TASK:
Print the blog text below in full, word for word, from its first line to its last.

═══ PROVIDED TEXT

Is Something In Your Chardonney Really Ironic?

Personally, I feel that it's more ironic that I wrote my last post under little more than a little hard work, elbow grease (pain) and boredom than that this post Should be coherent and complete though I hath imbibed most prodigiously on the Reeperbahn.

That being said, I think that I have no idea what I'm talking about and should cut my losses here. So I suppose that's it. . . I'll cut it here.

(Nine (9) shiny new points to the first biped who correctly names the artist who inspired the title of this post.)


1st Day Dunn

I really wish I could write something positive and showing a distinct lack of bitch and/or moan but somehow it just aren't-dunn-gone-be in me. That's right. . . dry dock has stole my lack to of complete that or sentence which be means are going to making sense. Heh, that was kinda fun to write.

Really I'm kinda happy at the moment but tired and I should be in bed. The BR will be a pain in the butt like all dry docks but there are a few silver linings around the rain clouds that finally returned to Hamburg after a week of sunshine. Thursday, May 1st, is a holiday in Germany (and really most of Europe) and "they" say there will be a good chance that shifts will be cut early and people might find time for the loved ones in their life. I happen not to be over here with a loved one so I will settle for beer. . . preferably with a proper Bundesliga match on the big screen in the bar.

The second silver lining is, uh. . .er. . . um. . . oh yeah, it's the beginning of the end. Two more weeks according to the ship or just nine days if you go with the shipyard's timetable. (yeah, there might need to be some more discussion on the timetable.) There is a third silver lining which is a three day party starting on May 9th and promising to be a good time. . . especially if we're still in dock and we can watch the whole show from the stern of the BR.

If I were any more done I'd be burnt. A-out.

Unky Dude's Joke of the Day - Part A

Welcome to the first installment of Unky Lee's Joke of the Day.  By no means has Unky Dude written these jokes, and it's quite possible that he didn't even read some of them before passing them on via the interwebs.  Under no circumstance will I attempt to provide a joke of the day every day. . . because I like irony.

══════
═══ MATERIAL SHOWN

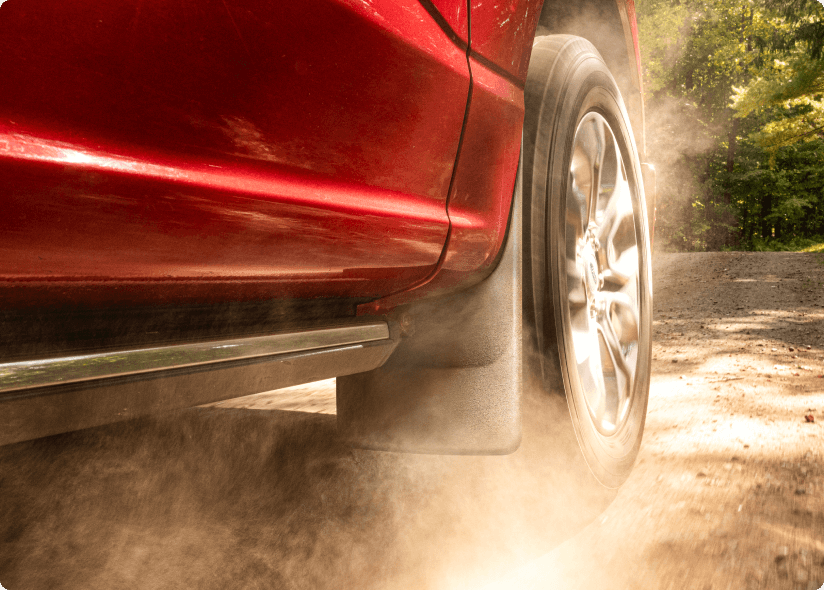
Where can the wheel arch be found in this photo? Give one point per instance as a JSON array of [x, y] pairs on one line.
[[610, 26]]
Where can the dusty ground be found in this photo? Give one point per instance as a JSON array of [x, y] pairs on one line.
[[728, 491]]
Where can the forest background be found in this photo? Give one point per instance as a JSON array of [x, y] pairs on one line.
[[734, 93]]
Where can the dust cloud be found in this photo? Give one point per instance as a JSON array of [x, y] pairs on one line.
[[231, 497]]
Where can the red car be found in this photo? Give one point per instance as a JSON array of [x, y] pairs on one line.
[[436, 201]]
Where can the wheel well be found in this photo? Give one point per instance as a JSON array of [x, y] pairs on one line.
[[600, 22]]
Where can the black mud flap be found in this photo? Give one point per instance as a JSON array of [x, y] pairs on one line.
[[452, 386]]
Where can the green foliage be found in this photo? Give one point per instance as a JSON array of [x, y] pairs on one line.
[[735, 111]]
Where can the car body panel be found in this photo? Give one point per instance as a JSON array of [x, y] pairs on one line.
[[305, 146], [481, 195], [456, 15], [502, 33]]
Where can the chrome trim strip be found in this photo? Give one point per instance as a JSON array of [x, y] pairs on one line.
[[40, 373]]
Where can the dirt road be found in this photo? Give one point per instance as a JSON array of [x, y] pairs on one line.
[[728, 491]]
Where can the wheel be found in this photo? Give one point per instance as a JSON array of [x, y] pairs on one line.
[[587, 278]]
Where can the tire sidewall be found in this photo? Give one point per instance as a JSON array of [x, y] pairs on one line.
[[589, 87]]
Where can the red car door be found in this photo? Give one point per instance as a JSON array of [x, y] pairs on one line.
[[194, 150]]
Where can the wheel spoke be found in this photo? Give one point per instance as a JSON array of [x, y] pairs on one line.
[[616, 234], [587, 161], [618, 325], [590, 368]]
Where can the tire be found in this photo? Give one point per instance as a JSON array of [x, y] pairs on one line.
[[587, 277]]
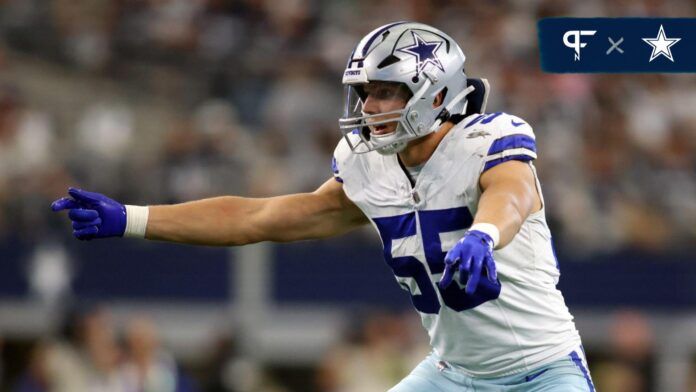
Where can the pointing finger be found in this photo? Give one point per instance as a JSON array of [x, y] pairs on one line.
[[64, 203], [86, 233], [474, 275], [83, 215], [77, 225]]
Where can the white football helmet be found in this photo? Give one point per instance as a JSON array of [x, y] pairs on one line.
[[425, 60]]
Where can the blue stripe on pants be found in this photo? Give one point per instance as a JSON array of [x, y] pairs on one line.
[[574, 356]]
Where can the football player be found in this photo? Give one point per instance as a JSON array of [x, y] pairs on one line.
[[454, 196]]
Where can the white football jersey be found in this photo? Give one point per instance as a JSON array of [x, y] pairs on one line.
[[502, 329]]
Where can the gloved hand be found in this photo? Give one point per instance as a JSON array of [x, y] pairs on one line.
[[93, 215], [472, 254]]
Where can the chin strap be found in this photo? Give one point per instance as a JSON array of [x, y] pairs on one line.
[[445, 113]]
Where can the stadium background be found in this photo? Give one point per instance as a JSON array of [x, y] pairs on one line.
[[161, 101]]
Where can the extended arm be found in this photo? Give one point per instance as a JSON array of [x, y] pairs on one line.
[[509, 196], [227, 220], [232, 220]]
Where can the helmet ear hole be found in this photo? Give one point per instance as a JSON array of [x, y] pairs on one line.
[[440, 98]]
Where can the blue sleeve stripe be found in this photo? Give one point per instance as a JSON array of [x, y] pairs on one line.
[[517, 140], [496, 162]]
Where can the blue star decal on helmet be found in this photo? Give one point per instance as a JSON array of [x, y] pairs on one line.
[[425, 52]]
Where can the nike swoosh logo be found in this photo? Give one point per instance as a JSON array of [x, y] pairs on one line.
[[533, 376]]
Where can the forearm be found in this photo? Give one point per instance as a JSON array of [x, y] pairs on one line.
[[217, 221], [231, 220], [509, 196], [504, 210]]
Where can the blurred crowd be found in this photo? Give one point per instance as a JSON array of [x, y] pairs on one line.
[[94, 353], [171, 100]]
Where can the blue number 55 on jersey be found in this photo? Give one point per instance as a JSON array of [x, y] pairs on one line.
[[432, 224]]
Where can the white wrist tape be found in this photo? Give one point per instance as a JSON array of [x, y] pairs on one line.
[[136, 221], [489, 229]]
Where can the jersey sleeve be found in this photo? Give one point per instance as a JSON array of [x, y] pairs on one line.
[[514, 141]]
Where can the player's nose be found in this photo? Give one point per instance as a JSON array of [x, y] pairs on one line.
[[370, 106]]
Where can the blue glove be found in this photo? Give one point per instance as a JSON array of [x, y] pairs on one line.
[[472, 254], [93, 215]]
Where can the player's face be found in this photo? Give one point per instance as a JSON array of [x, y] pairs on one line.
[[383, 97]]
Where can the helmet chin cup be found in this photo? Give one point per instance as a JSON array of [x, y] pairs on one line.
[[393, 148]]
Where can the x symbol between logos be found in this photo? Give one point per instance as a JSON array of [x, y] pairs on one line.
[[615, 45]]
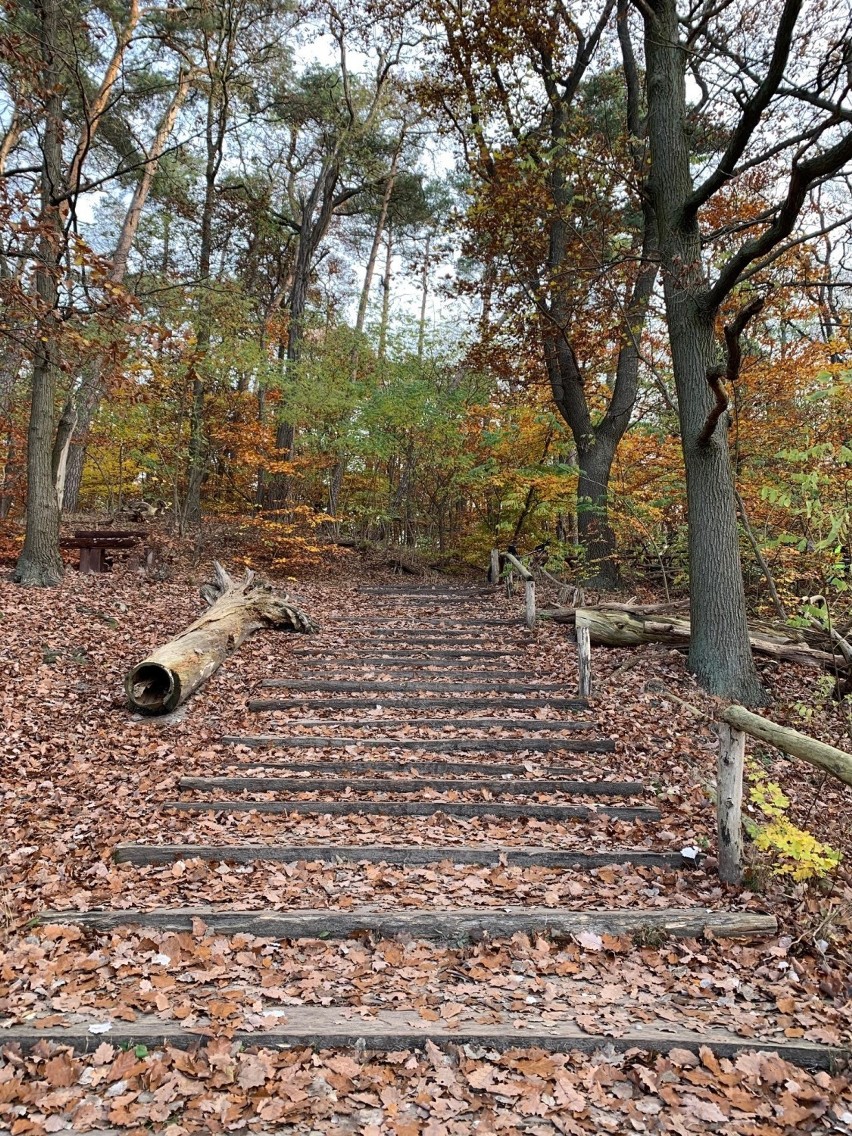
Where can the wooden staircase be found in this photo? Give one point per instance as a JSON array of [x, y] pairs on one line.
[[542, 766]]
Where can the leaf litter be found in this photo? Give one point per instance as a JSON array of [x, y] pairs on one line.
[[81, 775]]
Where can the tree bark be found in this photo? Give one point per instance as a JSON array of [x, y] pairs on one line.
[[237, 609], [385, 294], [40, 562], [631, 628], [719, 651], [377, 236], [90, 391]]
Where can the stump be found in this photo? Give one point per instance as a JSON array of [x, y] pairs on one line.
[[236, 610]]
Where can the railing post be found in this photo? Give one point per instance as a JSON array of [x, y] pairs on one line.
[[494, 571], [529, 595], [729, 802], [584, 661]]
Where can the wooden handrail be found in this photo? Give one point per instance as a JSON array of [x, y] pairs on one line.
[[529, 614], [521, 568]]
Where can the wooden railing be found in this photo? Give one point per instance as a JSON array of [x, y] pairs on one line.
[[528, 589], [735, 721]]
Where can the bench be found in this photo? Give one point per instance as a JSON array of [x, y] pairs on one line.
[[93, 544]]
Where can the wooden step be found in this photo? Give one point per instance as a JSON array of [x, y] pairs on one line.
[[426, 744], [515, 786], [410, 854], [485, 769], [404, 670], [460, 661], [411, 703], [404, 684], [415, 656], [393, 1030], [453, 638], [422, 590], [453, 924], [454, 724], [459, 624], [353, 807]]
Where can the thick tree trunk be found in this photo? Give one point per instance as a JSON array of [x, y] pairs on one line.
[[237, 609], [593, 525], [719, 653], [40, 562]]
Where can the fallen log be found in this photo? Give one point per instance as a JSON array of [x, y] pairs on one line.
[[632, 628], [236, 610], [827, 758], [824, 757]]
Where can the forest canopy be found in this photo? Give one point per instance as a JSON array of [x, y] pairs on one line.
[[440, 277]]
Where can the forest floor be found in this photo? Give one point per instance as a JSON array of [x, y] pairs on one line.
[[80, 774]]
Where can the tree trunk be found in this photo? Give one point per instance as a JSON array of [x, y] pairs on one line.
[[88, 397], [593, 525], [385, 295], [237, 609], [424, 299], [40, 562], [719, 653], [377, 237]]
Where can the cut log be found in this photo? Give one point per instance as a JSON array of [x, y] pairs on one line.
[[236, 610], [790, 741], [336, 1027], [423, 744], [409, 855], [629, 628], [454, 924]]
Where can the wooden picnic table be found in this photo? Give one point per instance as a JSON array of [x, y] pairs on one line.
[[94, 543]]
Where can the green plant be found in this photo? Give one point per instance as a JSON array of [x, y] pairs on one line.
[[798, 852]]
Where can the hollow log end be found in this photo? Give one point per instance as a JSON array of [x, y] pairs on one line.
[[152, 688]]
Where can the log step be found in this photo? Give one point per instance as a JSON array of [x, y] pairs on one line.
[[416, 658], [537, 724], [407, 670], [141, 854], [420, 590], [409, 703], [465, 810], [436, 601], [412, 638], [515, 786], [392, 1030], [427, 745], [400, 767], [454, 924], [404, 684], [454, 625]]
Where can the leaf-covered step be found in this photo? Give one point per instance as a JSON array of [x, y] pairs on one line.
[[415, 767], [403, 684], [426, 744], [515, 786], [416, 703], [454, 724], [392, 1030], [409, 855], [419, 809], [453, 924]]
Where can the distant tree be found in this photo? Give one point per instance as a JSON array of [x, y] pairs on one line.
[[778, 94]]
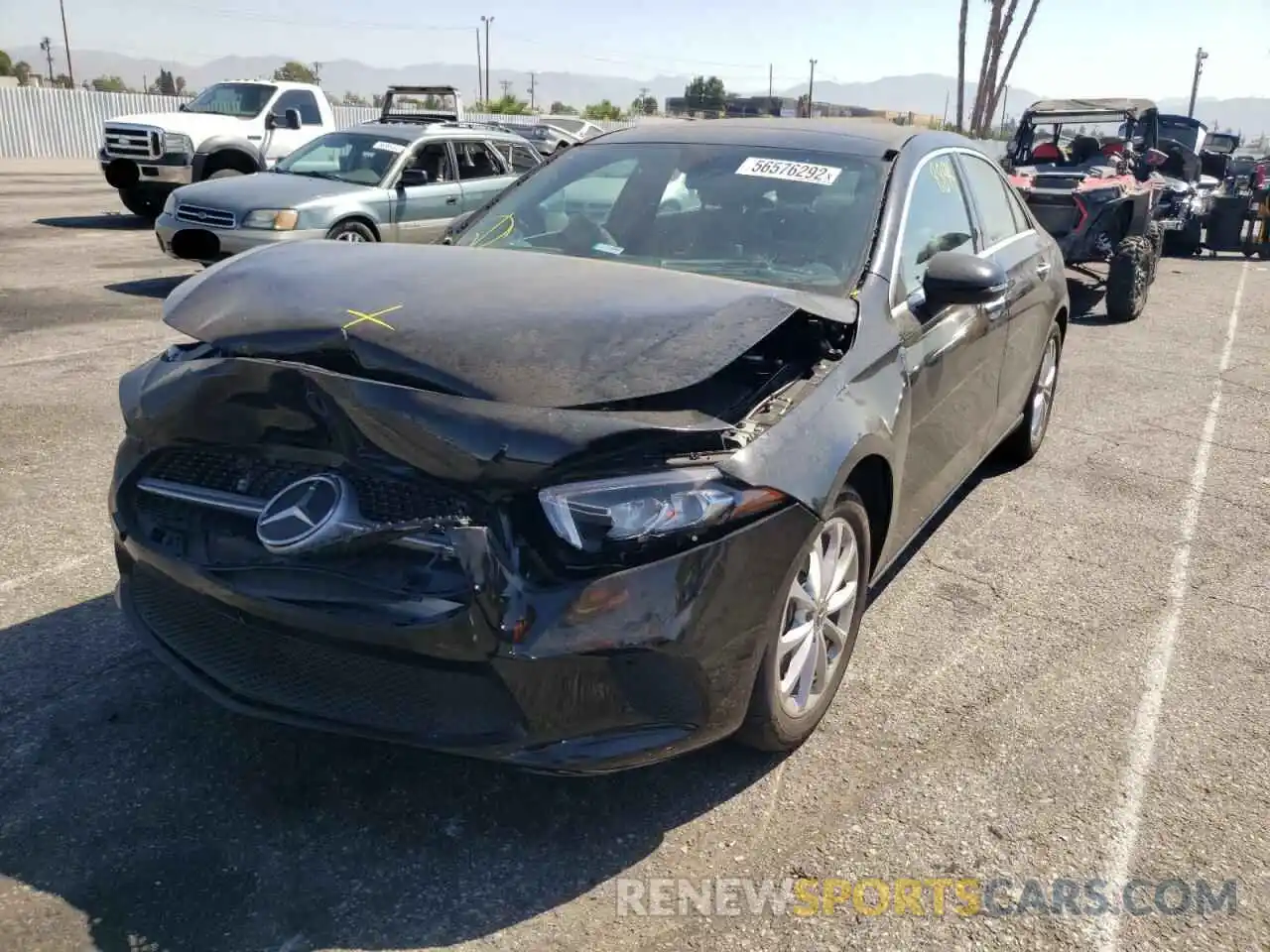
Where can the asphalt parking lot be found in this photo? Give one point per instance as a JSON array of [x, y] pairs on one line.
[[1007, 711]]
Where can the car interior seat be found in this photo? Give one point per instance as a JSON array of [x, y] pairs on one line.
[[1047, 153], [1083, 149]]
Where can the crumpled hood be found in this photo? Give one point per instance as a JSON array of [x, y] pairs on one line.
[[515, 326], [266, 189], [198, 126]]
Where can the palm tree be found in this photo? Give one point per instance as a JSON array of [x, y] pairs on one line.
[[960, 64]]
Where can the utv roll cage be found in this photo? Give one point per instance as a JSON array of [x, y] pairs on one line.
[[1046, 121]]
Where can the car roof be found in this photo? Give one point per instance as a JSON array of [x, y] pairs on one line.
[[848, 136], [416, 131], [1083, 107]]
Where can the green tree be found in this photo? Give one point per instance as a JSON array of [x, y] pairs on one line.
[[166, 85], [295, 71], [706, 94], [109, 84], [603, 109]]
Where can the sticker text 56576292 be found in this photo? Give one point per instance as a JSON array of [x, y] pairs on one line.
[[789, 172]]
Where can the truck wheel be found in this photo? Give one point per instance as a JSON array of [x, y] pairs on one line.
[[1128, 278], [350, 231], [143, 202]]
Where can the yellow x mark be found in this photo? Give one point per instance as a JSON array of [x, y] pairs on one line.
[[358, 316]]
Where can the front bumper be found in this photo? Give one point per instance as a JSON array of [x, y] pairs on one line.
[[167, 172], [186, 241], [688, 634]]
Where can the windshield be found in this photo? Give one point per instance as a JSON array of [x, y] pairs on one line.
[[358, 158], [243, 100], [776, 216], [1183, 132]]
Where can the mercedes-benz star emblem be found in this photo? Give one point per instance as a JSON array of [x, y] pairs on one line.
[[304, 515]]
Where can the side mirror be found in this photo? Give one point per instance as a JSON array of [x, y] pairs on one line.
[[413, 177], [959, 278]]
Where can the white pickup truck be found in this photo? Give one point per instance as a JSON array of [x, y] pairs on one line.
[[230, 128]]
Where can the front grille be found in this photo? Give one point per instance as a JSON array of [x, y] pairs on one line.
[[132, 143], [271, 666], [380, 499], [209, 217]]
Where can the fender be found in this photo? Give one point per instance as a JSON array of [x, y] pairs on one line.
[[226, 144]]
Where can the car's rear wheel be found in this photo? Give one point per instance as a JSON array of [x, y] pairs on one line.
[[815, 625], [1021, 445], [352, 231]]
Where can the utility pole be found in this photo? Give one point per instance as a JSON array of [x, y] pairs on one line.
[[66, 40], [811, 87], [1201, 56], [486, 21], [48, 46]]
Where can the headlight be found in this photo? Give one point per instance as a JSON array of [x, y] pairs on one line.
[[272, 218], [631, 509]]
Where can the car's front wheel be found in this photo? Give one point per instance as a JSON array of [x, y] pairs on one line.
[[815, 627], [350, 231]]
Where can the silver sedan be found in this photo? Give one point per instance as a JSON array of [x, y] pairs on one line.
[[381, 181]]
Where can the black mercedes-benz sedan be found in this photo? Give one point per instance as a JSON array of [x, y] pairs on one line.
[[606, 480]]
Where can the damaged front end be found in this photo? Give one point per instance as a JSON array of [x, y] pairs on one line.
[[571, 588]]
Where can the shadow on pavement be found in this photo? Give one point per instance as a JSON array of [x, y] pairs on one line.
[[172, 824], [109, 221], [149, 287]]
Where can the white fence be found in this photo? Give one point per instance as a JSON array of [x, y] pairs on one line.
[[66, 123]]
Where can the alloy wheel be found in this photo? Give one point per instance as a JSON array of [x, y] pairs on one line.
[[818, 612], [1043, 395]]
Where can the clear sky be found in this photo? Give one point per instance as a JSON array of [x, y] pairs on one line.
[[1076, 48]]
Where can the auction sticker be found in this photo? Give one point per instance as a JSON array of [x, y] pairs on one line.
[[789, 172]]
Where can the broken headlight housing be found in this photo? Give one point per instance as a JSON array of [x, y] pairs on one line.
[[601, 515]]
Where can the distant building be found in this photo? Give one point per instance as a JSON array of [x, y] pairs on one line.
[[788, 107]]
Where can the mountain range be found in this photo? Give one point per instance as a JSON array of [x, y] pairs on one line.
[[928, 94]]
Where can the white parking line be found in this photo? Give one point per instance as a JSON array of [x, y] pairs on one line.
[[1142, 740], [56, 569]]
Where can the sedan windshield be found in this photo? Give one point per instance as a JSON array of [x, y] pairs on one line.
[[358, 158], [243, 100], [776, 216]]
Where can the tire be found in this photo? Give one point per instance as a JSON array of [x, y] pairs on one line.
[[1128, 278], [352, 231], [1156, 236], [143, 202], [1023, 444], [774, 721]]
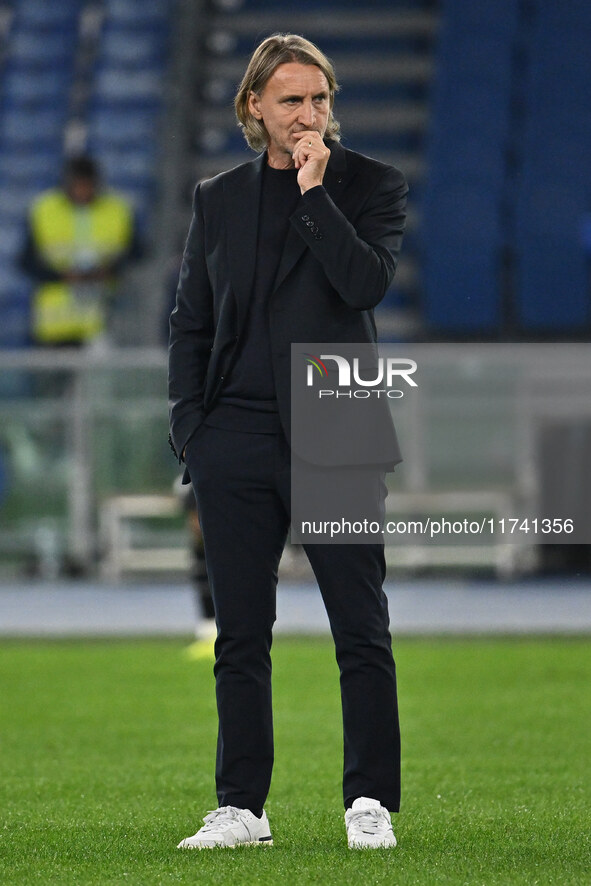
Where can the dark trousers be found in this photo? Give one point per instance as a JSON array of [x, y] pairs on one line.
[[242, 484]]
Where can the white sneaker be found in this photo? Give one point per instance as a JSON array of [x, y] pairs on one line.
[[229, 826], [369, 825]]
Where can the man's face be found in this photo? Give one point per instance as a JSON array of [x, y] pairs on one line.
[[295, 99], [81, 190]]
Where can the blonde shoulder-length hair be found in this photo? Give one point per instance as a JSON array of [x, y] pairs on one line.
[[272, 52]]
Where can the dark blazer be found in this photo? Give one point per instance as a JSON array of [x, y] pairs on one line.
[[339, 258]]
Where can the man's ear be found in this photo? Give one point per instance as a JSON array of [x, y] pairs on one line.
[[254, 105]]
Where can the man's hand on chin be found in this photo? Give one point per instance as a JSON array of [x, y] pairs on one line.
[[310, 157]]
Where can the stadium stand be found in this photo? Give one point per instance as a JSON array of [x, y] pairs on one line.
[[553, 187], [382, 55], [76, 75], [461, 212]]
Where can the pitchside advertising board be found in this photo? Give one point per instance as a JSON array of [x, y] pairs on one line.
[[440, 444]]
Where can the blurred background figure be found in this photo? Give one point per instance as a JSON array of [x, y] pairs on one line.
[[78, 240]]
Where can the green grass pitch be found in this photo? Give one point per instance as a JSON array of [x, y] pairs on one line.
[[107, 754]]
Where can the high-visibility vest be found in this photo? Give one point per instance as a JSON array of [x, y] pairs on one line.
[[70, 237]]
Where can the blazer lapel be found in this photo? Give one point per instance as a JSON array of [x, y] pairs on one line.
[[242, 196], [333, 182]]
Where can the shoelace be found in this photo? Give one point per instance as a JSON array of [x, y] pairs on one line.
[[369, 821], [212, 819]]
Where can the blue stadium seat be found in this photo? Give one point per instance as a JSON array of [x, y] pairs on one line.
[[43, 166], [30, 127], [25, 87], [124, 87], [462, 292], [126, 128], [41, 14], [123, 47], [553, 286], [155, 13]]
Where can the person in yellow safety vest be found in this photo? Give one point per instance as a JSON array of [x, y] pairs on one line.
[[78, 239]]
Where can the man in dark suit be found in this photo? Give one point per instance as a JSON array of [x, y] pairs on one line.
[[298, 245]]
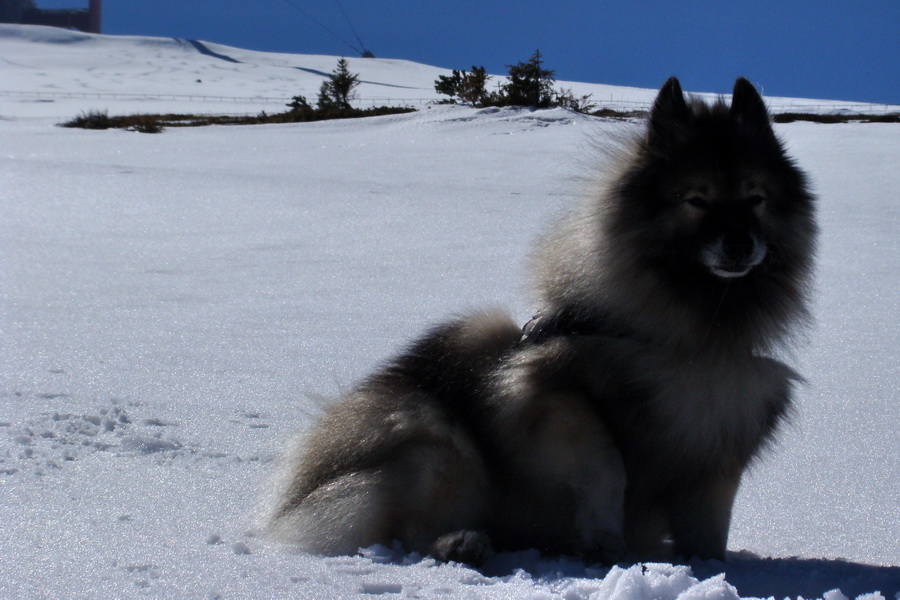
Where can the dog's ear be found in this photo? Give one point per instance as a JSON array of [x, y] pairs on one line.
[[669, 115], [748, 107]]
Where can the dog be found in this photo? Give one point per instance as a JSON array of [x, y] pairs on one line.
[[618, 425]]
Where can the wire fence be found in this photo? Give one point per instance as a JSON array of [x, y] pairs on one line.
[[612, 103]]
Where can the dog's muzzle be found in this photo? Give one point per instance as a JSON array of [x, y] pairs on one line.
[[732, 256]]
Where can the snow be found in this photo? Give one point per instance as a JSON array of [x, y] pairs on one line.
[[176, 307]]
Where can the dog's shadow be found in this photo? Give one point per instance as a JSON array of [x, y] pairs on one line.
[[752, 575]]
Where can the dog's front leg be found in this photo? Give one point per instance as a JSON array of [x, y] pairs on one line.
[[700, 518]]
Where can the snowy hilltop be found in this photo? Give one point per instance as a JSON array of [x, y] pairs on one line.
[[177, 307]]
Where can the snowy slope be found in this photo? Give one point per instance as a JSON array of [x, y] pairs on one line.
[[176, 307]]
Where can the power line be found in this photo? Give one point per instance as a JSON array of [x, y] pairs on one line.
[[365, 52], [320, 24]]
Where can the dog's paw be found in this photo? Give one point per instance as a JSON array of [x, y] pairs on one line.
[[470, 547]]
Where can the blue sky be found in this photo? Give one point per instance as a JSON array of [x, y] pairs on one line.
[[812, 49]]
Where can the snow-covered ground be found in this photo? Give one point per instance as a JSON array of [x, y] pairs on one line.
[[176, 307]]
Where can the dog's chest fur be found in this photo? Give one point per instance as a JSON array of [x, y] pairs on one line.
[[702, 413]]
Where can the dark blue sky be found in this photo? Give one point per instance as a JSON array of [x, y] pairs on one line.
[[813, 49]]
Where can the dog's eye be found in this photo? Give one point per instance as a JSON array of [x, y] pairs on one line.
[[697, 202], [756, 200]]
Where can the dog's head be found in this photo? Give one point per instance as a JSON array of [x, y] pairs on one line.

══════

WORKED ANSWER:
Is Something In Your Chardonney Really Ironic?

Personally, I feel that it's more ironic that I wrote my last post under little more than a little hard work, elbow grease (pain) and boredom than that this post Should be coherent and complete though I hath imbibed most prodigiously on the Reeperbahn.

That being said, I think that I have no idea what I'm talking about and should cut my losses here. So I suppose that's it. . . I'll cut it here.

(Nine (9) shiny new points to the first biped who correctly names the artist who inspired the title of this post.)


1st Day Dunn

I really wish I could write something positive and showing a distinct lack of bitch and/or moan but somehow it just aren't-dunn-gone-be in me. That's right. . . dry dock has stole my lack to of complete that or sentence which be means are going to making sense. Heh, that was kinda fun to write.

Really I'm kinda happy at the moment but tired and I should be in bed. The BR will be a pain in the butt like all dry docks but there are a few silver linings around the rain clouds that finally returned to Hamburg after a week of sunshine. Thursday, May 1st, is a holiday in Germany (and really most of Europe) and "they" say there will be a good chance that shifts will be cut early and people might find time for the loved ones in their life. I happen not to be over here with a loved one so I will settle for beer. . . preferably with a proper Bundesliga match on the big screen in the bar.

The second silver lining is, uh. . .er. . . um. . . oh yeah, it's the beginning of the end. Two more weeks according to the ship or just nine days if you go with the shipyard's timetable. (yeah, there might need to be some more discussion on the timetable.) There is a third silver lining which is a three day party starting on May 9th and promising to be a good time. . . especially if we're still in dock and we can watch the whole show from the stern of the BR.

If I were any more done I'd be burnt. A-out.

Unky Dude's Joke of the Day - Part A

Welcome to the first installment of Unky Lee's Joke of the Day.  By no means has Unky Dude written these jokes, and it's quite possible that he didn't even read some of them before passing them on via the interwebs.  Under no circumstance will I attempt to provide a joke of the day every day. . . because I like irony.